▸ **EXERCISE BRIEF**
Exact copy without images: repeat every entry as written.

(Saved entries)

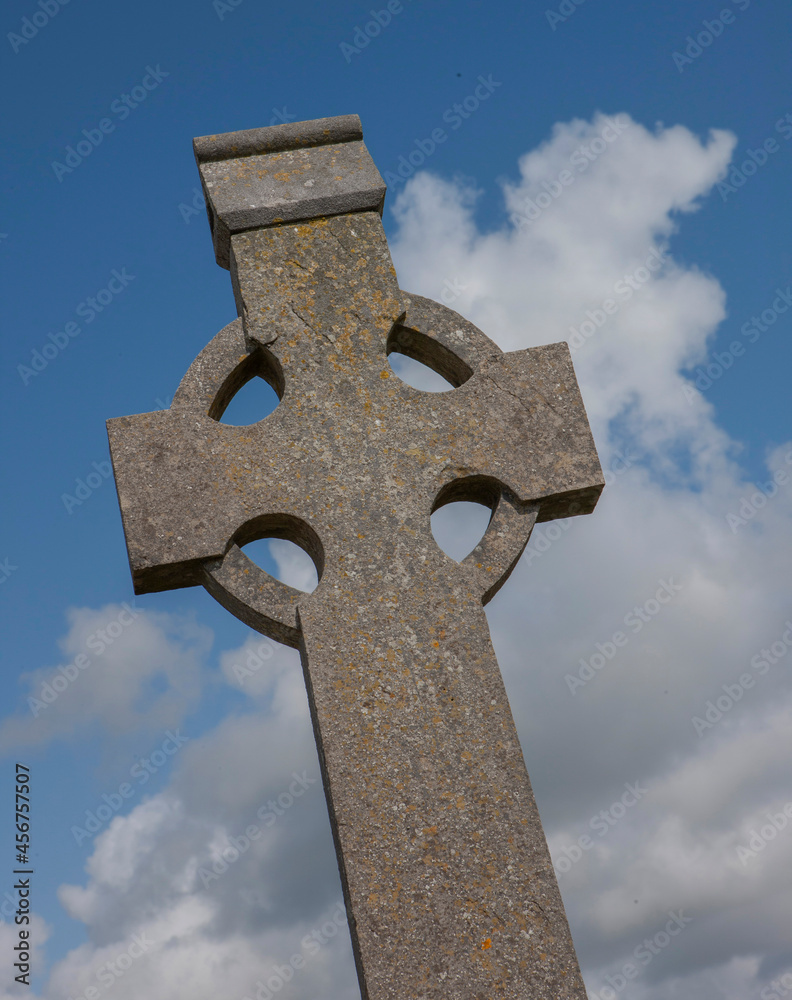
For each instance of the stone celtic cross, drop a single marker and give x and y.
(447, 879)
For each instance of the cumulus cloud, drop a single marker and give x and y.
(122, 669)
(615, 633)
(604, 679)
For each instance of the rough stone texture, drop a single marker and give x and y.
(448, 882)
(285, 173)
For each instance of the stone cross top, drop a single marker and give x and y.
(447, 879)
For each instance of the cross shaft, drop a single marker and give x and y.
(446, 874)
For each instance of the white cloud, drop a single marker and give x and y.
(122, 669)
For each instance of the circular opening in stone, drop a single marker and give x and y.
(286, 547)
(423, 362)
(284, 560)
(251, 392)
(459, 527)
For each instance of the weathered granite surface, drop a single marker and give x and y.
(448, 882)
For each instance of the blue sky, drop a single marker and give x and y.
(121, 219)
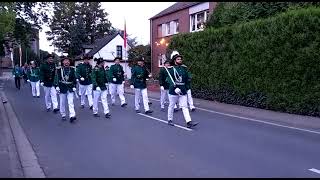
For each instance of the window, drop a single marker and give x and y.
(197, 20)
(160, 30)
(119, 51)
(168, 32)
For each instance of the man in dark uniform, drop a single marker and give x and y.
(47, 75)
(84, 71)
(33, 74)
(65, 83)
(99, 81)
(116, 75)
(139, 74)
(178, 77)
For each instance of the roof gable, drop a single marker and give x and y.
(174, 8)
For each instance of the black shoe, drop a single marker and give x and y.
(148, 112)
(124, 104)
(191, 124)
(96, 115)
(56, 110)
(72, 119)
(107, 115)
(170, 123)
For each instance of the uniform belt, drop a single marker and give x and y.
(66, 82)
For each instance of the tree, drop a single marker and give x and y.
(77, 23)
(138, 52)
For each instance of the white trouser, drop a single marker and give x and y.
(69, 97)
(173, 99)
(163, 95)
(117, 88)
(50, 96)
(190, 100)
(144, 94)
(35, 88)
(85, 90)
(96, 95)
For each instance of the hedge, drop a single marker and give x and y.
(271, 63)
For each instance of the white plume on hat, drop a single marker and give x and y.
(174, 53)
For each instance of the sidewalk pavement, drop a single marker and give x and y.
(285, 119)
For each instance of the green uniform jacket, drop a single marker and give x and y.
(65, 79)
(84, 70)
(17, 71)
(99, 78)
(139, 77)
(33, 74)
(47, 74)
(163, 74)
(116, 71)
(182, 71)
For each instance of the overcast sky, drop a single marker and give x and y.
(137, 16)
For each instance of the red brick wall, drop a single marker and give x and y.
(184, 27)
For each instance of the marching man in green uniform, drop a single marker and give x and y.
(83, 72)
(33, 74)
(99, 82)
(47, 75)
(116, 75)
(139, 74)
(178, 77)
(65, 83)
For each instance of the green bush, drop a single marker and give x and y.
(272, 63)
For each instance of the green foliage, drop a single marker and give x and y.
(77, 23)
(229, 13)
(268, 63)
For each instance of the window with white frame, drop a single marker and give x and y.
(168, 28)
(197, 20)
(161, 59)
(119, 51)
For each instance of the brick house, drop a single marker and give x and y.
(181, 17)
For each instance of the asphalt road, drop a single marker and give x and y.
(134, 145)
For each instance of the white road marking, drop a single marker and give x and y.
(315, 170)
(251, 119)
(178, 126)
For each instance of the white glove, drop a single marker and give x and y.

▸ **COMPLETED TASK**
For each instance of the stone celtic cross, drop a single marker and give x and y.
(447, 879)
For each instance of the cumulus cloud, drop a single marker and give x and y.
(122, 669)
(615, 633)
(604, 679)
For each instance of the rough stone texture, drop a single marker and give x and y.
(448, 882)
(285, 173)
For each instance of the stone cross top, drop a single marker and give x and y.
(447, 879)
For each instance of the cross shaft, drop a single marker and give x and y.
(446, 874)
For each instance of the white cloud, drop a single marker and give x and y.
(122, 669)
For each instance of the circular opening in stone, drop a single marker and give x and y.
(286, 547)
(423, 362)
(284, 560)
(251, 392)
(459, 527)
For each instance of the weathered granite surface, drop a single marker and give x and y.
(448, 882)
For each instance of the blue sky, drop a single marker and give x and y.
(121, 219)
For each instance of the window, drop a single marker and give x and y.
(197, 20)
(160, 30)
(119, 51)
(168, 32)
For each instance of the man in dark uniform, drop a single marker and give x and y.
(47, 75)
(84, 71)
(33, 74)
(65, 83)
(99, 81)
(116, 75)
(139, 74)
(178, 77)
For each instance of the roof gable, drop a single marker and give x and y.
(174, 8)
For each instance of the black shoe, drop a single marker and give x and y.
(148, 112)
(124, 104)
(191, 124)
(96, 115)
(56, 110)
(72, 119)
(107, 115)
(170, 123)
For each instance of the uniform belt, drop a single marker and give x and y.
(66, 82)
For each instance of the tree, drop a single marker and give x and y.
(77, 23)
(138, 52)
For each instance of the white trouser, drop a single marker and give x and y.
(69, 97)
(173, 99)
(163, 95)
(117, 88)
(50, 96)
(190, 100)
(144, 94)
(35, 88)
(85, 90)
(96, 95)
For each instance of the hedge, drop a single marker and give x and y.
(271, 63)
For each instance of the white plume on hat, drop a single marker and give x and y.
(174, 53)
For each instance of the sidewalk pavement, drop a single marker and give x and y.
(285, 119)
For each instance of the green uniform jacket, drop a single marker and give x and y.
(65, 79)
(84, 70)
(17, 71)
(99, 78)
(139, 77)
(33, 74)
(47, 74)
(163, 74)
(116, 71)
(182, 71)
For each instance of the overcast sky, drop a single marker and give x and y.
(137, 16)
For each instance of the red brick wall, drop a single marker and give x and y.
(184, 27)
For each instance of the marching man in green uniform, drop a single marker and give x and y.
(83, 72)
(33, 74)
(99, 82)
(47, 75)
(116, 75)
(139, 74)
(178, 77)
(65, 83)
For each instance of the green bush, drop a single marker and give x and y.
(272, 63)
For each instance of the green foliage, drop a single marker and give x and y.
(77, 23)
(229, 13)
(268, 63)
For each instance of the window with white frame, drop a single marker and give x and y.
(168, 28)
(197, 20)
(161, 59)
(119, 51)
For each instance of the brick house, drop a single marker and give x and y.
(181, 17)
For each instance of the asphalt road, drop a single marker and give x and y.
(134, 145)
For each instance of the white road marking, drop a single marker and give x and y.
(315, 170)
(251, 119)
(178, 126)
For each instance of the white glove, drop a single marker and give x and y.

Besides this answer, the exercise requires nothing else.